▸ **Objective**
Print every line of the listing exactly, please.

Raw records
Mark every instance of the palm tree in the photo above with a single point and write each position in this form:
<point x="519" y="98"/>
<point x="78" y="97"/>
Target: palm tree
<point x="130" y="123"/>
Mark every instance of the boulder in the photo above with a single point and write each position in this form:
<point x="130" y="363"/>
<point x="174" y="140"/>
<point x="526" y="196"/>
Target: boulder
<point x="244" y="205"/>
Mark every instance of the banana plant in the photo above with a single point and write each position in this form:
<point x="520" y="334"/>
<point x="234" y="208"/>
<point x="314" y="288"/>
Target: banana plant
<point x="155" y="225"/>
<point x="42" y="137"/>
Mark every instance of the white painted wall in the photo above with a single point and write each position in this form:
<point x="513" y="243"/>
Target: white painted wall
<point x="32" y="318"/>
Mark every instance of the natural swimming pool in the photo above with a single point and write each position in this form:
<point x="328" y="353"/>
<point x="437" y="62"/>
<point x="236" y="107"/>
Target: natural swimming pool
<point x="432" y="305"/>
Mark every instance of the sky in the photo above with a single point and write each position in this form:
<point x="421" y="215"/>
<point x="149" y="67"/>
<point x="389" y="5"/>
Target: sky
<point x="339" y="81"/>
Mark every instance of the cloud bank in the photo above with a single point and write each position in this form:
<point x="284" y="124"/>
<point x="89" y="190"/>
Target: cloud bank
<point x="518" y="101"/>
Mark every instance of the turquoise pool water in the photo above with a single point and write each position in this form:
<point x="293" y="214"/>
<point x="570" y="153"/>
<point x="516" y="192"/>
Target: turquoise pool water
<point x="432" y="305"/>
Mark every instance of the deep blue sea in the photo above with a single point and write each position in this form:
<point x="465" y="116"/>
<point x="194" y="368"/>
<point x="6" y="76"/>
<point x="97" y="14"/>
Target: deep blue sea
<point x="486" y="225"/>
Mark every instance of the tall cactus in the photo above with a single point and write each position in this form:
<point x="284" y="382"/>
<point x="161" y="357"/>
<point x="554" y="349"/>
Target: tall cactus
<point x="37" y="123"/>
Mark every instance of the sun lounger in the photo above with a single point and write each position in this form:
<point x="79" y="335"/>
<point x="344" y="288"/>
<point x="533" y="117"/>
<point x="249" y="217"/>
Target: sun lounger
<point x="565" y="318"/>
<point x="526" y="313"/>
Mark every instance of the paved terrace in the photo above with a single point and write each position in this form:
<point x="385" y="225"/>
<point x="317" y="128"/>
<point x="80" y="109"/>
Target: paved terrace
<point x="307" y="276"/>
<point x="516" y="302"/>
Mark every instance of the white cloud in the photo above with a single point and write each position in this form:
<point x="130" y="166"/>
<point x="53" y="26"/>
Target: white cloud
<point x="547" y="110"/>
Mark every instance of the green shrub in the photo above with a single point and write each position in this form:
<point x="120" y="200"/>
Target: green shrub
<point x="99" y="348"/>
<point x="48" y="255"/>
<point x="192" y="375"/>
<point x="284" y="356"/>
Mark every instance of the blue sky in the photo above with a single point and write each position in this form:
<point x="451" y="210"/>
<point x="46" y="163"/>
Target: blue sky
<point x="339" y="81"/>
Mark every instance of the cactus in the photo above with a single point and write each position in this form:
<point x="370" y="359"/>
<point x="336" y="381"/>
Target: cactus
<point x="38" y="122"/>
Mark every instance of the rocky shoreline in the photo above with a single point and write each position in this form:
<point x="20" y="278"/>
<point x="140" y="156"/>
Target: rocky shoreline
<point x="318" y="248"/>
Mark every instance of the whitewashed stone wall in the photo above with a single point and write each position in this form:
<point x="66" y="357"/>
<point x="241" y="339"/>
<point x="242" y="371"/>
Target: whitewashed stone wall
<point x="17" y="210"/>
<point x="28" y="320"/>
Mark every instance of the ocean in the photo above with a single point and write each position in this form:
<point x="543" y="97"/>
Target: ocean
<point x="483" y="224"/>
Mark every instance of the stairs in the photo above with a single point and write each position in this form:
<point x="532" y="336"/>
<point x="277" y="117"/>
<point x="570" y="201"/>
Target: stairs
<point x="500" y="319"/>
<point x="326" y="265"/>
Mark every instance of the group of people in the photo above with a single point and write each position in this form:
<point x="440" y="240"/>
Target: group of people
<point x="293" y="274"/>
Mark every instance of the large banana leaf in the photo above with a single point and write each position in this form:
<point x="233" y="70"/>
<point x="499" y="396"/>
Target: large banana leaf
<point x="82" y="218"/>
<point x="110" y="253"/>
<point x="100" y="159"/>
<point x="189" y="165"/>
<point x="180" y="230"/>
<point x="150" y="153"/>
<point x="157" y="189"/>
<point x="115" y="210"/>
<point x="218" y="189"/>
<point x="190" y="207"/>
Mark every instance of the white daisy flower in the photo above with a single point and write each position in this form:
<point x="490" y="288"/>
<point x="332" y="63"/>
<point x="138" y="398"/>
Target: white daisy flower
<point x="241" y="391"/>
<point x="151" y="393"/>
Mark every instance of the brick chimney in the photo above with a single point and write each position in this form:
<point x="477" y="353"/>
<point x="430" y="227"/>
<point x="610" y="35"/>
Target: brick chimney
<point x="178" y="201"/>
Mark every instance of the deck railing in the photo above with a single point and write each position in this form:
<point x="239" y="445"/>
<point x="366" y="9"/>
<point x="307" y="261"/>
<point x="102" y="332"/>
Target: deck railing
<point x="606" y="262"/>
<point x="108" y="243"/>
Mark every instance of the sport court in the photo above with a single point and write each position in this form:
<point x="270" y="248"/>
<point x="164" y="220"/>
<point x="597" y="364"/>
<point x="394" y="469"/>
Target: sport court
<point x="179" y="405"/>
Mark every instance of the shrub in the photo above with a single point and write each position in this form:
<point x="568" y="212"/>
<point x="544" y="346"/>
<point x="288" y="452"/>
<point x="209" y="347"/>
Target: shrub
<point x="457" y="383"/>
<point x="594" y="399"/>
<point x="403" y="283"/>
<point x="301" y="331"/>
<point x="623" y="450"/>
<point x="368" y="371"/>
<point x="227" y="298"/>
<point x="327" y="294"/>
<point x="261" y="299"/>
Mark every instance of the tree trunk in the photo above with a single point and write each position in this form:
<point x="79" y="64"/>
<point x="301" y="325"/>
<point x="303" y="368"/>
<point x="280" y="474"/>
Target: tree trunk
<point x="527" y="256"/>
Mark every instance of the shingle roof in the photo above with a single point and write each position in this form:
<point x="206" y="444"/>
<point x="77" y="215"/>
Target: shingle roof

▸ **The completed task**
Mark every instance of the palm tree in the photo above with a single point and write each position in this form:
<point x="519" y="98"/>
<point x="78" y="97"/>
Target: palm tree
<point x="130" y="123"/>
Mark every instance of the boulder in the photo above with a single point and write each position in this form:
<point x="130" y="363"/>
<point x="174" y="140"/>
<point x="526" y="196"/>
Target: boulder
<point x="244" y="205"/>
Mark every instance of the banana plant in the photo above with a single point and write each position in this form:
<point x="520" y="334"/>
<point x="234" y="208"/>
<point x="314" y="288"/>
Target: banana plant
<point x="155" y="225"/>
<point x="42" y="137"/>
Mark every instance of the white painted wall in the photo above with a single point and write each position in this form:
<point x="513" y="243"/>
Target: white painted wall
<point x="32" y="318"/>
Mark every instance of the natural swimming pool in the photo above with a single point and write each position in this form:
<point x="328" y="353"/>
<point x="437" y="62"/>
<point x="236" y="107"/>
Target: natural swimming pool
<point x="432" y="305"/>
Mark every instance of the sky in the photo above with a single point and write each position in this form:
<point x="421" y="215"/>
<point x="149" y="67"/>
<point x="389" y="5"/>
Target: sky
<point x="339" y="81"/>
Mark every instance of the cloud bank in the photo above with a single point and write each position in this form:
<point x="284" y="124"/>
<point x="89" y="190"/>
Target: cloud bank
<point x="518" y="101"/>
Mark every instance of the turquoise pool water in the photo above with a single point and write each position in this form:
<point x="293" y="214"/>
<point x="570" y="153"/>
<point x="516" y="192"/>
Target: turquoise pool water
<point x="432" y="305"/>
Mark every instance of the deep blue sea in the photo above with a single point and write each position in this form:
<point x="465" y="116"/>
<point x="194" y="368"/>
<point x="6" y="76"/>
<point x="97" y="14"/>
Target: deep blue sea
<point x="486" y="225"/>
Mark every instance of the tall cactus in the photo above with a single point and write each position in this form:
<point x="284" y="382"/>
<point x="161" y="357"/>
<point x="554" y="349"/>
Target: tall cactus
<point x="37" y="123"/>
Mark every instance of the sun lounger in the photo above with a single point and write each position in this form:
<point x="79" y="335"/>
<point x="344" y="288"/>
<point x="533" y="117"/>
<point x="249" y="217"/>
Target: sun lounger
<point x="565" y="318"/>
<point x="526" y="313"/>
Mark every instance of the paved terrace in the photo above with a single point and write each position in this form:
<point x="385" y="225"/>
<point x="317" y="128"/>
<point x="80" y="109"/>
Target: paved terrace
<point x="307" y="276"/>
<point x="516" y="302"/>
Mark every instance of the white cloud in the photo above with a single point and write each position in this form:
<point x="130" y="166"/>
<point x="53" y="26"/>
Target: white cloud
<point x="547" y="110"/>
Mark every instance of the green shrub in the photo above with a single point and write each position in this form:
<point x="120" y="200"/>
Target: green shrub
<point x="99" y="348"/>
<point x="48" y="255"/>
<point x="192" y="375"/>
<point x="284" y="356"/>
Mark every instance of the blue sky in the photo above with a single point and write each position in this form:
<point x="451" y="210"/>
<point x="46" y="163"/>
Target: blue sky
<point x="339" y="81"/>
Mark every instance of the cactus in the photo above with a single point and write each position in this form:
<point x="370" y="359"/>
<point x="336" y="381"/>
Target: cactus
<point x="38" y="122"/>
Mark every instance of the rocky shoreline in the photo above with a single point and write each position in this form:
<point x="20" y="278"/>
<point x="140" y="156"/>
Target: rocky shoreline
<point x="318" y="248"/>
Mark every instance of the whitewashed stone wall in the photo above with a single point and write each position in this form:
<point x="66" y="357"/>
<point x="241" y="339"/>
<point x="242" y="371"/>
Target: whitewashed stone wall
<point x="17" y="210"/>
<point x="28" y="320"/>
Mark every instance of the ocean in the photo above with a single point and write each position in this form:
<point x="543" y="97"/>
Target: ocean
<point x="483" y="224"/>
Mark every instance of the stairs in the photo above with a single point and write each position in this form:
<point x="532" y="336"/>
<point x="277" y="117"/>
<point x="570" y="201"/>
Target: stairs
<point x="500" y="319"/>
<point x="326" y="265"/>
Mark every instance of the group of people in the photo above with a single point and write each position in this form:
<point x="440" y="240"/>
Target: group of people
<point x="293" y="274"/>
Mark every instance of the large banana leaf in the photo above with a single point and write each position in this form:
<point x="233" y="70"/>
<point x="499" y="396"/>
Target: large banana leaf
<point x="82" y="218"/>
<point x="110" y="253"/>
<point x="100" y="159"/>
<point x="189" y="165"/>
<point x="180" y="230"/>
<point x="150" y="153"/>
<point x="157" y="189"/>
<point x="115" y="210"/>
<point x="218" y="189"/>
<point x="190" y="207"/>
Mark every instance of the white daisy flower in the photo above with a single point and write each position in this form:
<point x="490" y="288"/>
<point x="332" y="63"/>
<point x="138" y="398"/>
Target: white daisy flower
<point x="241" y="391"/>
<point x="151" y="393"/>
Mark every instance of the brick chimney in the photo above with a single point and write each position in this form:
<point x="477" y="353"/>
<point x="430" y="227"/>
<point x="610" y="35"/>
Target: brick chimney
<point x="178" y="201"/>
Mark every instance of the deck railing in the photo above with a single point and write each position in this form:
<point x="239" y="445"/>
<point x="366" y="9"/>
<point x="307" y="261"/>
<point x="102" y="332"/>
Target: deck railing
<point x="606" y="262"/>
<point x="108" y="243"/>
Mark every instance of the sport court in the photo above with a single point and write each position in this form:
<point x="270" y="248"/>
<point x="164" y="220"/>
<point x="597" y="364"/>
<point x="394" y="469"/>
Target: sport court
<point x="179" y="405"/>
Mark every instance of the shrub in the photo above with a single point and write each position in this form:
<point x="568" y="212"/>
<point x="544" y="346"/>
<point x="288" y="452"/>
<point x="209" y="347"/>
Target: shrub
<point x="457" y="383"/>
<point x="594" y="399"/>
<point x="403" y="283"/>
<point x="301" y="331"/>
<point x="623" y="450"/>
<point x="368" y="371"/>
<point x="227" y="298"/>
<point x="327" y="294"/>
<point x="261" y="299"/>
Mark every instance of the tree trunk in the photo above with a single point and write each position in this form:
<point x="79" y="64"/>
<point x="301" y="325"/>
<point x="303" y="368"/>
<point x="280" y="474"/>
Target: tree trunk
<point x="527" y="256"/>
Mark every instance of the shingle roof in the photo above with a single point and write each position in this form:
<point x="206" y="444"/>
<point x="77" y="215"/>
Target: shingle roof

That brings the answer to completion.